→ Set exercise: Copy out each line of the material below with no changes.

→ Dataset extract:
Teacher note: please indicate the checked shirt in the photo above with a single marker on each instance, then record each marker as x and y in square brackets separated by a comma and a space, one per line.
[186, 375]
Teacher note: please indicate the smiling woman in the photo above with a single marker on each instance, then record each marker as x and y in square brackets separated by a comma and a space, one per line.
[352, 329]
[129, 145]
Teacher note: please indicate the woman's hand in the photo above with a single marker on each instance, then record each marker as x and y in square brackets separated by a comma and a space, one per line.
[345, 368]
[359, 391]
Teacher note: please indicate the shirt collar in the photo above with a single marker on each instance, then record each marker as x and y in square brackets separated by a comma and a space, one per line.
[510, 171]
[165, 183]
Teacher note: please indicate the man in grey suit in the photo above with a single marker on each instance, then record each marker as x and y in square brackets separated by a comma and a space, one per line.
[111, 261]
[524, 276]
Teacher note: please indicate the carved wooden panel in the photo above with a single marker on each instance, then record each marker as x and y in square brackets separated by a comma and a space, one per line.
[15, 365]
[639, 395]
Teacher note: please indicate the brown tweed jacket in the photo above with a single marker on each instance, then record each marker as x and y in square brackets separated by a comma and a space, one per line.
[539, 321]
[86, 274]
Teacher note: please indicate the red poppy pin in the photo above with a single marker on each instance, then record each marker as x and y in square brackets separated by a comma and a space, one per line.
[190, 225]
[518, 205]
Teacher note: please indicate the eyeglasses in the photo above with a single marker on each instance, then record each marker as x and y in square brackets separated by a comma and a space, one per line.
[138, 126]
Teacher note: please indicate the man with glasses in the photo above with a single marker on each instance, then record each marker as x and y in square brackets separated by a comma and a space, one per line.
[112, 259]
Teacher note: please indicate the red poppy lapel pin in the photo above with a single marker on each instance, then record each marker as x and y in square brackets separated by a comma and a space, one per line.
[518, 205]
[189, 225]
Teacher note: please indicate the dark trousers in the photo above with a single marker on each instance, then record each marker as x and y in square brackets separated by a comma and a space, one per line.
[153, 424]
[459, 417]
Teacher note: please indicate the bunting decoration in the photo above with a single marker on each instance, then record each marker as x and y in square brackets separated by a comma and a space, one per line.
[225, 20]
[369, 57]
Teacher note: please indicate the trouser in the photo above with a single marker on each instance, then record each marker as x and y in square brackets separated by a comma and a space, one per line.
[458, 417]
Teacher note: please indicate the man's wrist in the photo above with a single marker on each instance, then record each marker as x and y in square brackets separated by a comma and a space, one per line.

→ Task solution:
Teacher note: please indicate the checked shirt in the photo above with a single marker on each instance, then record each marker as x and y in square brackets separated by a comma and a space, one per line.
[186, 375]
Teacher note: please indicate the smiling woman in the photo above with a single marker on each instance, then record each marker as x and y in square brackets separated by a comma and a space, one per line.
[352, 329]
[129, 145]
Teacher note: please indicate the woman's hand in the photo above with a single marker on each instance, then record each marker as x and y in square brackets separated by a comma and a space, one per line.
[345, 368]
[359, 391]
Teacher note: please indicate the shirt collar in the photo above with a single marker on each instance, then record each marker as x and y in square brackets separated by a comma and a space, one per line.
[510, 171]
[165, 183]
Teacher note: please indicate the man in grey suit in the photo above with a single marker on each instance, then record each marker as x and y in square brackets separated by a comma and a space, one per line.
[111, 261]
[524, 276]
Teacher note: please indicate the carved wooden panel in the photo above with a single marker on each instance, then record each marker as x and y in square brackets separated by a comma and a space, one per line.
[15, 365]
[639, 395]
Teacher note: please indicate the brown tweed jacket in the photo above with a single marker on each instance, then record each marker as x and y in square brackets separated by a comma and a space, one per line.
[539, 321]
[86, 274]
Teacher note: please indicate the red poppy pin in the photo above with a single marker on each instance, then record each marker as x and y in square brackets separated by a comma and a space, one per line.
[190, 225]
[518, 205]
Teacher note: please indicate the eyeglasses in the photo above with a single marker on each instance, then record each marker as x and y in square brackets separated by a comma and a space, one per line.
[138, 126]
Teacher note: please indicate the man with glasses in the photo above with a single marker on each instance, then record each marker as x and y in square brackets separated by a comma and a space, one per line.
[112, 259]
Teacher note: please indicate the red poppy lapel pin in the photo above with a single marker on each instance, then record each marker as x and y in square brackets separated by a comma and a space, one per line.
[518, 205]
[189, 225]
Teacher note: please indicate the dark trousers in the photo above with a single marker on each instance, then record each marker as x and y in square brackets separated by a comma and a space, one per line.
[153, 424]
[459, 417]
Teacher note: please indicate the bunting decoration in the photo above with a single marker on each instance, then record each marker as x and y in square brackets separated by a comma and a space, one per line.
[225, 20]
[369, 57]
Teacher note: please indicate the trouser in the photo above with a single marker on each instance, then record each marker as x and y in square brackets separated by a comma and a space, one per line.
[458, 417]
Teacher note: please indicate the man's wrist in the photo above with a single marker on each instance, then record each marker as x and y in square brackets separated by a comma and a space, one per line.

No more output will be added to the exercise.